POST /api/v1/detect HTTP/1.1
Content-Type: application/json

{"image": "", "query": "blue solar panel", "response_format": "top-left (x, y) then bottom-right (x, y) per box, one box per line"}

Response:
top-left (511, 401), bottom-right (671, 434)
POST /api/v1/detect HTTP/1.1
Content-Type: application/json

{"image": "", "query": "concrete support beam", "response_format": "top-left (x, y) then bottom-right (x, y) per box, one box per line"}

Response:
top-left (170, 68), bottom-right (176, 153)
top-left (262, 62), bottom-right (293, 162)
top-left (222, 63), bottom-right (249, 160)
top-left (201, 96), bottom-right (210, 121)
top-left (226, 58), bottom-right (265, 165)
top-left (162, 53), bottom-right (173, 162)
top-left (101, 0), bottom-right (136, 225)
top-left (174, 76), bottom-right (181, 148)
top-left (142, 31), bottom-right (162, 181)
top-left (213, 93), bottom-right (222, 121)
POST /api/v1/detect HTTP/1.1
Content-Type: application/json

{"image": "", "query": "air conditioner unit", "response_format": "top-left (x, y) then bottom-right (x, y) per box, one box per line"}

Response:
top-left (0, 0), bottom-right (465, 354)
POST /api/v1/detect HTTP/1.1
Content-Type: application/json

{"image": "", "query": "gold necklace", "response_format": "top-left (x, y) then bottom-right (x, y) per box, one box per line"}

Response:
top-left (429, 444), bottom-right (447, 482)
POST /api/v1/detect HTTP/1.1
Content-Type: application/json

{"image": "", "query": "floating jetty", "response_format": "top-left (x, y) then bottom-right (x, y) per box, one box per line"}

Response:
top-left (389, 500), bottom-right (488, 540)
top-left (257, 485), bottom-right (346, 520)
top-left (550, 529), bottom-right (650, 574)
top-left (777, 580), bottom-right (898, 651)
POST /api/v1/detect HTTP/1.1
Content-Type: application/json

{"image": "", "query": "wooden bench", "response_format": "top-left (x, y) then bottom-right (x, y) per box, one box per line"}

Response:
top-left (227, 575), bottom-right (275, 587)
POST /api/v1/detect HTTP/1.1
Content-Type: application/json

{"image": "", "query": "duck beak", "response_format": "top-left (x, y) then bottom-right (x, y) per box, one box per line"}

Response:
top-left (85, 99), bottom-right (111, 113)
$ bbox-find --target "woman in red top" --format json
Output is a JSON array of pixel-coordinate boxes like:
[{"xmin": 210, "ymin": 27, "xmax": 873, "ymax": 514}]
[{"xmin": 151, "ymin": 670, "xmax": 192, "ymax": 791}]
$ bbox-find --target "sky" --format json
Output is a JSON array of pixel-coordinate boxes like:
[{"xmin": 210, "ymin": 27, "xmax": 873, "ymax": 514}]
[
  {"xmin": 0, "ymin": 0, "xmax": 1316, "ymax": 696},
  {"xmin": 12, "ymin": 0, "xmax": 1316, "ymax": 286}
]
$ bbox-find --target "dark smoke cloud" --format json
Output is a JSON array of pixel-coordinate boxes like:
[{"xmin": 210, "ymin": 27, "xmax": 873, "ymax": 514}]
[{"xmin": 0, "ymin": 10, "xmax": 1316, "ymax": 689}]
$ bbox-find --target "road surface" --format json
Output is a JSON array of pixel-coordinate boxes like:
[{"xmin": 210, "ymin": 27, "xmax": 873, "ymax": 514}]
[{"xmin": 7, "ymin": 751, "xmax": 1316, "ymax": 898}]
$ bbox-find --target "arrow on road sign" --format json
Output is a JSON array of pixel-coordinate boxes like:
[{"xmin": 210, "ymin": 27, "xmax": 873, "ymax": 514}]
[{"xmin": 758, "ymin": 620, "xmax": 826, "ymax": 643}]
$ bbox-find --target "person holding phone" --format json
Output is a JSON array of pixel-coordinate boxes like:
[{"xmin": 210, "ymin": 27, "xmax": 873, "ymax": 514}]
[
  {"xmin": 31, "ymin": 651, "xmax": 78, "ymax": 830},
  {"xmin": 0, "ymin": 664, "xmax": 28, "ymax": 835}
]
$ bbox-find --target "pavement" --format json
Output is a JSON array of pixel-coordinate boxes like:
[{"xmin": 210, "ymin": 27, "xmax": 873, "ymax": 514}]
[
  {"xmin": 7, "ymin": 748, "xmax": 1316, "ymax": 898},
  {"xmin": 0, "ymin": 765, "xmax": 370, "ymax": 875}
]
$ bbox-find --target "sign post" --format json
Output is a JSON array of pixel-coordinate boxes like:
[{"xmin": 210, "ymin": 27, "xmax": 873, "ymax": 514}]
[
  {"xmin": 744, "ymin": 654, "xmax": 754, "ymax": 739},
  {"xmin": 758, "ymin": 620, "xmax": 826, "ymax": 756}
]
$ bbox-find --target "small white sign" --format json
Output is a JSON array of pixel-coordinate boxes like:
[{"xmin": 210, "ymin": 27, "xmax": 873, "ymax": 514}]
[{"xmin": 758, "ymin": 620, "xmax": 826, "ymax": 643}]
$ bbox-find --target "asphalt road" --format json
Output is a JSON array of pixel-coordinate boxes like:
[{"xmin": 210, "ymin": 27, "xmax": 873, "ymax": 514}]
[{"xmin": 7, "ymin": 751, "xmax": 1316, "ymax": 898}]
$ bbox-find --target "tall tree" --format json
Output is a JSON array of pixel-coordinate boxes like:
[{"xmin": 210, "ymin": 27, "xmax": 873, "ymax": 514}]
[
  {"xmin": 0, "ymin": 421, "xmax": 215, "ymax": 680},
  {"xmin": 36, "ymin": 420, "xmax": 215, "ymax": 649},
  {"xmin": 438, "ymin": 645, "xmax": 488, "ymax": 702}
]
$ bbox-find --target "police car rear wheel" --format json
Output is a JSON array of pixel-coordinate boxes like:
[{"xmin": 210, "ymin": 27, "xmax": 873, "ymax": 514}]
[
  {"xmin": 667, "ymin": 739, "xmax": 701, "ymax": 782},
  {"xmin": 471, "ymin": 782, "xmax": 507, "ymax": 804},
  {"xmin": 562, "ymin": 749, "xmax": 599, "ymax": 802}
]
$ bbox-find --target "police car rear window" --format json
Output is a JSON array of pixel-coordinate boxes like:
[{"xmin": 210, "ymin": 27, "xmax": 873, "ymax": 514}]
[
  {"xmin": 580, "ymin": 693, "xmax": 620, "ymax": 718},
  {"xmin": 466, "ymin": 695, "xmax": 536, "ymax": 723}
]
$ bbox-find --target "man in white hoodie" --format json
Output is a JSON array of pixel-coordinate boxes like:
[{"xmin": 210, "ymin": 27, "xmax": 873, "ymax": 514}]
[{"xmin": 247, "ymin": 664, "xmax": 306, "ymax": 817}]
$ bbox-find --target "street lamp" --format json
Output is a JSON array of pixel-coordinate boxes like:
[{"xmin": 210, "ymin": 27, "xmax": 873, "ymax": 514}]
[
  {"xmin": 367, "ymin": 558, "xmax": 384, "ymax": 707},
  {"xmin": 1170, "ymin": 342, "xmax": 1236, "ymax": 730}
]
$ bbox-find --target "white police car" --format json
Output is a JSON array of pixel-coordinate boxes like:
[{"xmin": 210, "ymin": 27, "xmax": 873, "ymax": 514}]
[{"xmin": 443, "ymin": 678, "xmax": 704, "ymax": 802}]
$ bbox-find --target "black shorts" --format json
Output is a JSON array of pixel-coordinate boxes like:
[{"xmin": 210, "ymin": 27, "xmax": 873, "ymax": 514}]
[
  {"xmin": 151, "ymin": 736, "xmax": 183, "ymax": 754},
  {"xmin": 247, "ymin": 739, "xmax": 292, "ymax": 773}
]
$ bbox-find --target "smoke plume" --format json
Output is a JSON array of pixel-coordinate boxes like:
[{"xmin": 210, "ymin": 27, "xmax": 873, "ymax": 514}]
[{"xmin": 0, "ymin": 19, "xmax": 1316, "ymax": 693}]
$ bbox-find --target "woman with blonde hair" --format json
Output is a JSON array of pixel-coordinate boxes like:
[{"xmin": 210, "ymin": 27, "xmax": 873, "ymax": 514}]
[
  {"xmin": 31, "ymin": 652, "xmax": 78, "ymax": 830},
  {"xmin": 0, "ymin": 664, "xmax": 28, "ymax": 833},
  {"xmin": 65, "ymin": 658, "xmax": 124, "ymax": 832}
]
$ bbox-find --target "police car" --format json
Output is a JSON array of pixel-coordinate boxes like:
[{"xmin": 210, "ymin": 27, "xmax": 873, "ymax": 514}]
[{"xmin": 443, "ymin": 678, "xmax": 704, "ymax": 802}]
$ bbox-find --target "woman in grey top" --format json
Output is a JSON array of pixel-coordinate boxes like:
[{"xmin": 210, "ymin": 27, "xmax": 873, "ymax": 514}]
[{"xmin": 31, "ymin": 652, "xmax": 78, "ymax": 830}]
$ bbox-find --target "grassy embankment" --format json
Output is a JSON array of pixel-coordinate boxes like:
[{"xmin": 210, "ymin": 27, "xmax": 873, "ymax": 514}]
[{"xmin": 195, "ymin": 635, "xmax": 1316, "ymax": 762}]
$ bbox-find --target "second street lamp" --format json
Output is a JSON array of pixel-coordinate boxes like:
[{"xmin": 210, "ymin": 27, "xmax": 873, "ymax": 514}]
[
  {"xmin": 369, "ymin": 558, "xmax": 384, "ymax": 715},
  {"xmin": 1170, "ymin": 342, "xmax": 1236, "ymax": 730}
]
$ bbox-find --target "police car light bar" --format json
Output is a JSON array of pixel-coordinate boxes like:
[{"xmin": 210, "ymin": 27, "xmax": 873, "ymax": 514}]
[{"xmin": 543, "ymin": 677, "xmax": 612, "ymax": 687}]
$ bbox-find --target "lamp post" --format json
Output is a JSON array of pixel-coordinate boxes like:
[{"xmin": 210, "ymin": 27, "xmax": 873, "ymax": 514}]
——————
**WHAT TO WORK ON:** Put everything from the start of the listing down to the line containing "top-left (429, 444), bottom-right (447, 482)" into a Markdown table with the columns "Number" and "Entry," one row per line, leaving out blank lines.

**OUTPUT BELOW:**
| Number | Entry |
|---|---|
| 1 | POST /api/v1/detect HTTP/1.1 |
| 2 | Content-Type: application/json |
| 3 | {"image": "", "query": "blue solar panel", "response_format": "top-left (x, y) then bottom-right (x, y) per box, one box per line"} |
| 4 | Response: |
| 5 | top-left (511, 401), bottom-right (671, 434) |
| 6 | POST /api/v1/detect HTTP/1.1 |
| 7 | Content-Type: application/json |
| 8 | {"image": "", "query": "concrete support beam", "response_format": "top-left (x, y) then bottom-right (x, y) per box, one box per line"} |
| 9 | Response: |
| 10 | top-left (170, 68), bottom-right (176, 153) |
| 11 | top-left (262, 62), bottom-right (293, 162) |
| 12 | top-left (222, 63), bottom-right (249, 160) |
| 13 | top-left (201, 96), bottom-right (210, 121) |
| 14 | top-left (226, 58), bottom-right (265, 165) |
| 15 | top-left (162, 53), bottom-right (173, 162) |
| 16 | top-left (101, 0), bottom-right (136, 225) |
| 17 | top-left (174, 76), bottom-right (181, 148) |
| 18 | top-left (142, 31), bottom-right (162, 181) |
| 19 | top-left (213, 93), bottom-right (222, 121) |
| 20 | POST /api/v1/detect HTTP/1.1 |
| 21 | Content-Type: application/json |
| 22 | {"image": "", "query": "air conditioner unit", "response_format": "top-left (x, y) then bottom-right (x, y) per box, one box per line"} |
| 23 | Response: |
| 24 | top-left (0, 0), bottom-right (465, 354) |
| 25 | POST /api/v1/detect HTTP/1.1 |
| 26 | Content-Type: application/json |
| 27 | {"image": "", "query": "gold necklace", "response_format": "top-left (x, y) then bottom-right (x, y) per box, one box per line"} |
| 28 | Response: |
| 29 | top-left (429, 444), bottom-right (447, 482) |